**Istruzioni e requisiti**
Ripeti parola per parola tutti i record che seguono, senza cambiare nulla.

**Materiale fornito**

__________________________________________________

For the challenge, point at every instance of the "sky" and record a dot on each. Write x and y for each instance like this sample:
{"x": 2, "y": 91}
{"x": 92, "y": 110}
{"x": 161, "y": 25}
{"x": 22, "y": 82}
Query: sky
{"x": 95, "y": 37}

__________________________________________________

**Risultato**
For the challenge, point at every instance of the "sky" and record a dot on each. Write x and y for each instance like this sample:
{"x": 2, "y": 91}
{"x": 92, "y": 110}
{"x": 161, "y": 25}
{"x": 22, "y": 82}
Query: sky
{"x": 95, "y": 37}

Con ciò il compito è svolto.